- **Given data**

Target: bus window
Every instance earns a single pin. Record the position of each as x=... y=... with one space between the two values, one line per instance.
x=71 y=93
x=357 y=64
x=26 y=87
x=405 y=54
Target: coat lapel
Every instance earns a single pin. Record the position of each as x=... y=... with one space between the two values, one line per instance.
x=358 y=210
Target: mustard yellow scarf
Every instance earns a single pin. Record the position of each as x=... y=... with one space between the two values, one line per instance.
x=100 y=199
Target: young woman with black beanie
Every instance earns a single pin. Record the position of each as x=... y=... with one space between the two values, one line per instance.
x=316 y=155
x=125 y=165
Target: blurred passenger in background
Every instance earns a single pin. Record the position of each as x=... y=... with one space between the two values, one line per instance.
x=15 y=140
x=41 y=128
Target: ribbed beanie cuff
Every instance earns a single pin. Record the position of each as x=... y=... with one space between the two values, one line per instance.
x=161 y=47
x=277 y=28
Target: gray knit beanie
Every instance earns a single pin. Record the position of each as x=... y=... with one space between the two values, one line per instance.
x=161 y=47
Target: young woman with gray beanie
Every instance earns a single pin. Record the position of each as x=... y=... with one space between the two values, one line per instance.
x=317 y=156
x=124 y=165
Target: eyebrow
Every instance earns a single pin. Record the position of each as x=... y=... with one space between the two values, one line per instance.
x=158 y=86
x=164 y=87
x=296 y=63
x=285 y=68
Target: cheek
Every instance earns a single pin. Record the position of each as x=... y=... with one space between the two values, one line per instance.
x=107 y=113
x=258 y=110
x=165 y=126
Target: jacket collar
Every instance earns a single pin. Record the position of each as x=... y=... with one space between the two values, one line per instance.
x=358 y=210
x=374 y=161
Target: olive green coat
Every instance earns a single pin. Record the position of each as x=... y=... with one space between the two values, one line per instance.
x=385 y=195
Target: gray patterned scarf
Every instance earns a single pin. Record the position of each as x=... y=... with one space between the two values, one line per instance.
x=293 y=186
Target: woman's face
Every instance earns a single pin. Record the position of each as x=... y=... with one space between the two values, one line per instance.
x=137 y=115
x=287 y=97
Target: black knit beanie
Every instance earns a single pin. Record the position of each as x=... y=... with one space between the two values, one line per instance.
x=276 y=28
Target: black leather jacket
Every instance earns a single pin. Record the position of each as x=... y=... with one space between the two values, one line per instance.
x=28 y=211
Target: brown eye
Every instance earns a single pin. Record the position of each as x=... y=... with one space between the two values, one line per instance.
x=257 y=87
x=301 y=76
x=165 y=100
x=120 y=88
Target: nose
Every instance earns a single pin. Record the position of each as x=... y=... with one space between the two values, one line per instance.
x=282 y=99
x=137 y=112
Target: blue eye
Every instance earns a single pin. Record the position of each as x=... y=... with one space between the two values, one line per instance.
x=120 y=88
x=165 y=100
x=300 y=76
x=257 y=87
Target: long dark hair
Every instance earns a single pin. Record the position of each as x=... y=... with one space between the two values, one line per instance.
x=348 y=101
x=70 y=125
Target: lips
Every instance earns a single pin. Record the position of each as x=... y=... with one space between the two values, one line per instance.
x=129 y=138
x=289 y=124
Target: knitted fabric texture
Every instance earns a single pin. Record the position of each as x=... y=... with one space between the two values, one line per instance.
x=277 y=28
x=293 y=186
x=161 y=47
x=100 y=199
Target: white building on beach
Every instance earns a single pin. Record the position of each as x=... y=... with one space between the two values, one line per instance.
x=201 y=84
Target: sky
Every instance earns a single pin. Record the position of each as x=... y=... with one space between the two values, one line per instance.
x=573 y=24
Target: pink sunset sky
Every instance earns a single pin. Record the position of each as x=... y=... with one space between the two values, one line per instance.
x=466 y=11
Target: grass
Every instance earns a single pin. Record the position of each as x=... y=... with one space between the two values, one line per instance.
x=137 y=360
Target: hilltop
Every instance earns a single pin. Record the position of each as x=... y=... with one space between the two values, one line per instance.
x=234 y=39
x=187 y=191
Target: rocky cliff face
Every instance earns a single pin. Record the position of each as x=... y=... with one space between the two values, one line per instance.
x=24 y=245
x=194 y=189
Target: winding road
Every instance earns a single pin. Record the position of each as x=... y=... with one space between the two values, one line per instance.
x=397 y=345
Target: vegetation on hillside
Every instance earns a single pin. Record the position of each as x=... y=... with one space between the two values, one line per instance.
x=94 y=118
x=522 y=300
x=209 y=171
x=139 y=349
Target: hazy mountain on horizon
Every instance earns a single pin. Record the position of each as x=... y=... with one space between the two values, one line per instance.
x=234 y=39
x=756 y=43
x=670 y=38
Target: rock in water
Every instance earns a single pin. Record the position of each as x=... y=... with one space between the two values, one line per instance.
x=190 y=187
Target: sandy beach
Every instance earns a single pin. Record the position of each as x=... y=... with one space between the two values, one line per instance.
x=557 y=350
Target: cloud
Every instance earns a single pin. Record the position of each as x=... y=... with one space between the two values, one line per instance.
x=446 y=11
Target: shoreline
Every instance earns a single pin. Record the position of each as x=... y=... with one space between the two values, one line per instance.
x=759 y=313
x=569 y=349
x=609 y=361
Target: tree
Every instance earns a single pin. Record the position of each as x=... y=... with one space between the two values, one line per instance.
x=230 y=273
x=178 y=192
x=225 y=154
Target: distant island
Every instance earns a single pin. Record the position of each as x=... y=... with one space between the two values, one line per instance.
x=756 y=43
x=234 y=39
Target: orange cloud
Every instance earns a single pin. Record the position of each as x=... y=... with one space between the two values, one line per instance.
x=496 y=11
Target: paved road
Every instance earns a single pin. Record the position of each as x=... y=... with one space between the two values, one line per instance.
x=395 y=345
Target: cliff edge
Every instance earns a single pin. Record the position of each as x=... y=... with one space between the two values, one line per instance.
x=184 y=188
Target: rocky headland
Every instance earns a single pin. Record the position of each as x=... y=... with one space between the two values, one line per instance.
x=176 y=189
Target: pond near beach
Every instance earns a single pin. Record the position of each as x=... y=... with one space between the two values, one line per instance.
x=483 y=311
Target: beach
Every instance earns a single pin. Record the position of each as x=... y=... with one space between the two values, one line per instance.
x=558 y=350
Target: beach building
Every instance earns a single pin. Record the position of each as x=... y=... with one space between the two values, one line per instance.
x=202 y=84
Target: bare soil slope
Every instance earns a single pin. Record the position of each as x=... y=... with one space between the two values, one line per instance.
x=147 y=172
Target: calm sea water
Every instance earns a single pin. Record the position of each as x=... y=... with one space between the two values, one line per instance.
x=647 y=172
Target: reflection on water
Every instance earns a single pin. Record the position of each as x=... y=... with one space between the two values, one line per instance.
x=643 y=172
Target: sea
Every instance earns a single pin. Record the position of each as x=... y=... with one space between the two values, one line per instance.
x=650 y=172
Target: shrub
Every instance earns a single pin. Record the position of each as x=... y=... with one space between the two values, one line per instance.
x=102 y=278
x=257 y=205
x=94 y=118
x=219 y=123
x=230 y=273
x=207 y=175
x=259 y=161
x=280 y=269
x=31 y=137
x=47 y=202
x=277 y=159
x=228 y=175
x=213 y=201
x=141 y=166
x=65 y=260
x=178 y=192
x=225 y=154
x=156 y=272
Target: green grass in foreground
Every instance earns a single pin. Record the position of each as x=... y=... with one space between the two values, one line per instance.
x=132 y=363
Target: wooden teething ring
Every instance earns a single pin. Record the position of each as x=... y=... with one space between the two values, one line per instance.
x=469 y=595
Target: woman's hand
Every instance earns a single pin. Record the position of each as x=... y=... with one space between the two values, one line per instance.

- **Goal of the exercise**
Report each line of the listing above that uses the word "water".

- **Exercise result**
Target: rock in water
Target: calm sea water
Target: reflection on water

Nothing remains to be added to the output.